** PROBLEM 1 **
List every company or publication named in the passage on LGBTQ couples and wedding vendors.
** PROBLEM 2 **
Reproduce the portion of the passage on LGBTQ couples and wedding vendors from "Most respondents (88%" to "around heterosexual pairings.".

According to a recent study from The Knot and Q.Digital (the parent company of LGBTQ Nation), nearly a third of female couples (30%) and 11% of male couples said they were rejected by wedding vendors or left feeling uncomfortable due to their LGBTQ identity.
And while proponents of so-called “religious freedom” laws often argue that LGBTQ couples should just seek out businesses who want to serve them, it’s not always that easy. Not all vendors make clear whether or not they are LGBTQ-friendly, and same-sex couples would like to see that change.
Most respondents (88% of men and 91% of women) said vendors should clearly communicate that they are LGBTQ friendly and an even larger majority (91% of men and 92% of women) said they’d be more likely to book a vendor that’s not only friendly, but actively caters to the LGBTQ community.
Same-sex couples may share a need for florists, bakers, and other wedding professionals, but the details of their ceremonies often break with traditions built around heterosexual pairings.

** DATASET ROWS **
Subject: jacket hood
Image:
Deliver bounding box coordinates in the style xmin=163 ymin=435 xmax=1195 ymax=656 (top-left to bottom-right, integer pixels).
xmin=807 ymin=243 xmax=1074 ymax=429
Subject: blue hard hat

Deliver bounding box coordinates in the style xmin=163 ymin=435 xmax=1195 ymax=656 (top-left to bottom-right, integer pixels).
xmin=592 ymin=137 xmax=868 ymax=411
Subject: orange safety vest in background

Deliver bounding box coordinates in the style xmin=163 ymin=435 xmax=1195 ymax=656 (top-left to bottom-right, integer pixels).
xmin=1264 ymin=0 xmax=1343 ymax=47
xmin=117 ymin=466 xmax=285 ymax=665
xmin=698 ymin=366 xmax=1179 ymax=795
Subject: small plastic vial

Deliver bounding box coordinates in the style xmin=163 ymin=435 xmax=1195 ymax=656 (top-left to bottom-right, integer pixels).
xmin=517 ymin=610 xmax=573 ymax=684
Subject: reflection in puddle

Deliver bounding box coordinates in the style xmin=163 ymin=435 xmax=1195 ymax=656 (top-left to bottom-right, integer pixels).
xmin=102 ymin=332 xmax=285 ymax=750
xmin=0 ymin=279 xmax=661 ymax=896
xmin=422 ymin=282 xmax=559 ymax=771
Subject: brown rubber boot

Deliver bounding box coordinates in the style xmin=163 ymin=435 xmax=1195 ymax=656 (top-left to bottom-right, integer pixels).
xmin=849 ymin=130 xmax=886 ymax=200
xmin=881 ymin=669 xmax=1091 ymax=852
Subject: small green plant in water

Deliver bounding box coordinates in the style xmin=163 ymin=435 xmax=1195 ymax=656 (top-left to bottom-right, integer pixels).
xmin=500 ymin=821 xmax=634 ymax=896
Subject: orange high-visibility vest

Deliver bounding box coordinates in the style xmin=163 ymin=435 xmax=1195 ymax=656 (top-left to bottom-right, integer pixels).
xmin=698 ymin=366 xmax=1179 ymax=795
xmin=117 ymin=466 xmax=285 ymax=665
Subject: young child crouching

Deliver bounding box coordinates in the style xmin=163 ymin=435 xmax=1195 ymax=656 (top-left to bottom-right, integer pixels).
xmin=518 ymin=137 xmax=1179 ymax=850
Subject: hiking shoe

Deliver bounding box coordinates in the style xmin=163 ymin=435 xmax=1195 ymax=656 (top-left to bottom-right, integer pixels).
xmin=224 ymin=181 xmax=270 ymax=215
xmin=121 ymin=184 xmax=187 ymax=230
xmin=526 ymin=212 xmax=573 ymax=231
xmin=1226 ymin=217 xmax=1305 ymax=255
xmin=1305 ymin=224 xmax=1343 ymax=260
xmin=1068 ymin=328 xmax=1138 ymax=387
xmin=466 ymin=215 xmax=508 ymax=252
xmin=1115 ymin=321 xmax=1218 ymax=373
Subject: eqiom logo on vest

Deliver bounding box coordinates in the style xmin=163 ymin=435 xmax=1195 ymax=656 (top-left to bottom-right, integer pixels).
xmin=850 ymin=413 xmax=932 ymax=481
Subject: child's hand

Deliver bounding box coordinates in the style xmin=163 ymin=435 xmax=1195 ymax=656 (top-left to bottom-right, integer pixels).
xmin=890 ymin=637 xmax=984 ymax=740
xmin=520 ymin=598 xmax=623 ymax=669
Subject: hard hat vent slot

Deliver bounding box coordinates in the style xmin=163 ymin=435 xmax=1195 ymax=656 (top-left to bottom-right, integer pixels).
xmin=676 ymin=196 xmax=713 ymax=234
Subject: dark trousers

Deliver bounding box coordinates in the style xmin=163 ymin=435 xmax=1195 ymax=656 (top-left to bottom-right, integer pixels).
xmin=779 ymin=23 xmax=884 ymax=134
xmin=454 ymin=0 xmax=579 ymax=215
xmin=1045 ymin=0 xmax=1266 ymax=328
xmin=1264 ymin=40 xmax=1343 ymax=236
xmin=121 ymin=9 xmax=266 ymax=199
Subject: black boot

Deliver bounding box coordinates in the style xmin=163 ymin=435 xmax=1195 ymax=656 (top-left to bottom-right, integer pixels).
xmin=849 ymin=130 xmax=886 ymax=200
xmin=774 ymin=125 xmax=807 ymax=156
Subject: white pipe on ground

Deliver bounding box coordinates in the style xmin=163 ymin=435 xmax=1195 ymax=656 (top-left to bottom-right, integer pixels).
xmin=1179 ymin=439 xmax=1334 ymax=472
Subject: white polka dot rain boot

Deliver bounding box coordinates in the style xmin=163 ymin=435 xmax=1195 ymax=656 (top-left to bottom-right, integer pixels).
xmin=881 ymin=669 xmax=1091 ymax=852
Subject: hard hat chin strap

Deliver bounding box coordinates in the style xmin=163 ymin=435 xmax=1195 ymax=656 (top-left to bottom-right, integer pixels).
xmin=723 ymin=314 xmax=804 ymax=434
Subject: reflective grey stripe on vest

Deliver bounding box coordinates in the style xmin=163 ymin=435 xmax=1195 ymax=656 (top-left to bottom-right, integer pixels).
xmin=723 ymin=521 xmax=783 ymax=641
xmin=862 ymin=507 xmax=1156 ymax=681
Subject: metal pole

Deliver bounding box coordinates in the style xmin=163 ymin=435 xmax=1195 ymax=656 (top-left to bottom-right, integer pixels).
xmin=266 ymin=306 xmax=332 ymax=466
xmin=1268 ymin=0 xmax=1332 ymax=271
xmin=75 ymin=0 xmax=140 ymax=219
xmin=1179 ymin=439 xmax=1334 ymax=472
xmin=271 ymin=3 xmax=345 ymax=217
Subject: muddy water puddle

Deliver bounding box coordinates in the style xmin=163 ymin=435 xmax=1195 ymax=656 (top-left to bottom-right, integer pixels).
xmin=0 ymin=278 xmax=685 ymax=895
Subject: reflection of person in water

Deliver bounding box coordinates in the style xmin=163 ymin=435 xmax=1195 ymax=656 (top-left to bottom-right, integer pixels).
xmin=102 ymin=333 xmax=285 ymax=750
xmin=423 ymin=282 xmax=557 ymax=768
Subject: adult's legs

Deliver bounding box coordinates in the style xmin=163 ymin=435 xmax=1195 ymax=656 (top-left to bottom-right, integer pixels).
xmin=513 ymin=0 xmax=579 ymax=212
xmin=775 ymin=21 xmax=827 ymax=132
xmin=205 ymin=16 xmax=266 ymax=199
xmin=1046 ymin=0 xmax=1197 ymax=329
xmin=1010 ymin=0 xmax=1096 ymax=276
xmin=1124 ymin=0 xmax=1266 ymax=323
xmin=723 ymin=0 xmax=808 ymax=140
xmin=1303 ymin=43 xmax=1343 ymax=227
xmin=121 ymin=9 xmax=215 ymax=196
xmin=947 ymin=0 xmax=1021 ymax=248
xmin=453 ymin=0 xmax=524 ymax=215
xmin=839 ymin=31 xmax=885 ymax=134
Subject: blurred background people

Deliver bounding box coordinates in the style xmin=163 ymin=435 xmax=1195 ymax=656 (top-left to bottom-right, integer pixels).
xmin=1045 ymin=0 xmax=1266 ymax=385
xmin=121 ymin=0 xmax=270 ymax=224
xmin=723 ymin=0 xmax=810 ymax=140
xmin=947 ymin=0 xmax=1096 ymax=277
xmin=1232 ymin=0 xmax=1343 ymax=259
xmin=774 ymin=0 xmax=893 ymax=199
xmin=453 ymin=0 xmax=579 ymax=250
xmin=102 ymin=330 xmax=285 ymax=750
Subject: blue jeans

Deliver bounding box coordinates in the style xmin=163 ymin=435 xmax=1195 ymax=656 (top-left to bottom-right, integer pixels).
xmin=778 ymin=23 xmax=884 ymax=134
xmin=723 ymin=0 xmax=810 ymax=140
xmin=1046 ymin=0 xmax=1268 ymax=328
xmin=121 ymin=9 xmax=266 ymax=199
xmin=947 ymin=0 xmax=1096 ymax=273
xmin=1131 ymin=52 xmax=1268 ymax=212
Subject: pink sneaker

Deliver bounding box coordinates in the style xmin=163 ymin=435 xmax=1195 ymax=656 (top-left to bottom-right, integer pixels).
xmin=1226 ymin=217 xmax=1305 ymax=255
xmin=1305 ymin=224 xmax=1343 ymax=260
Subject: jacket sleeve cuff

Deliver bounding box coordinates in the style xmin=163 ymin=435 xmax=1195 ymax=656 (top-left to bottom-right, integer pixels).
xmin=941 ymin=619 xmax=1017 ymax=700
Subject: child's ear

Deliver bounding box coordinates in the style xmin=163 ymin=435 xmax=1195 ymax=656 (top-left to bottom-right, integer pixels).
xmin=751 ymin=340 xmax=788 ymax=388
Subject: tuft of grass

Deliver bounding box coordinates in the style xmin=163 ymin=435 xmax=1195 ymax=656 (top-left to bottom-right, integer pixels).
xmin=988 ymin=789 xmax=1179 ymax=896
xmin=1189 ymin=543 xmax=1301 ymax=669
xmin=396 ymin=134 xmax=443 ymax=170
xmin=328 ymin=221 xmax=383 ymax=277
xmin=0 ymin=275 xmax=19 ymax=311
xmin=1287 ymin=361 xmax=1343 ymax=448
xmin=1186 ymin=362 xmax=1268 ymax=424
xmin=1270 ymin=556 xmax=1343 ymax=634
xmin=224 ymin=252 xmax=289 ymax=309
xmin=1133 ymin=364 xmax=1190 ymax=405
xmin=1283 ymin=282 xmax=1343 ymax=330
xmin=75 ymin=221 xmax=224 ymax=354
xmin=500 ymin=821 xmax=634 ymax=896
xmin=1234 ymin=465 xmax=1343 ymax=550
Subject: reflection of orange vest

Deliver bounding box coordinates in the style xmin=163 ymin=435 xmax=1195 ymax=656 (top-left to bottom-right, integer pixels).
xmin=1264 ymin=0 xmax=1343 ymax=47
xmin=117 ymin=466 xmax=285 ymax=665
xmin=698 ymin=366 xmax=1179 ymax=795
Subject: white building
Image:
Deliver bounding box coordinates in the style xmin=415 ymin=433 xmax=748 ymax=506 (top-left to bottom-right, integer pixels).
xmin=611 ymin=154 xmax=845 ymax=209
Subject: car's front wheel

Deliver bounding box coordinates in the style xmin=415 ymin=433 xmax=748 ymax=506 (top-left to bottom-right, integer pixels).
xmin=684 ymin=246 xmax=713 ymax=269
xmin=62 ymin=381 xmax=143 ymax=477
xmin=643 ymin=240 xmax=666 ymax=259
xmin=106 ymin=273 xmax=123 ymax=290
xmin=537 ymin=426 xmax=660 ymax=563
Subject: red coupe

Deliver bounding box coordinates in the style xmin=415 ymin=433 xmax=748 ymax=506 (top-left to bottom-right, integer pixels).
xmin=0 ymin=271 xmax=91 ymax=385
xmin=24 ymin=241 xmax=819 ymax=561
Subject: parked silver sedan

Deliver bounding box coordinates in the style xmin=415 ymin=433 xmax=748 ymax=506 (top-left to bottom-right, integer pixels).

** FINAL RESULT 1 **
The Knot, Q.Digital, LGBTQ Nation

** FINAL RESULT 2 **
Most respondents (88% of men and 91% of women) said vendors should clearly communicate that they are LGBTQ friendly and an even larger majority (91% of men and 92% of women) said they’d be more likely to book a vendor that’s not only friendly, but actively caters to the LGBTQ community.
Same-sex couples may share a need for florists, bakers, and other wedding professionals, but the details of their ceremonies often break with traditions built around heterosexual pairings.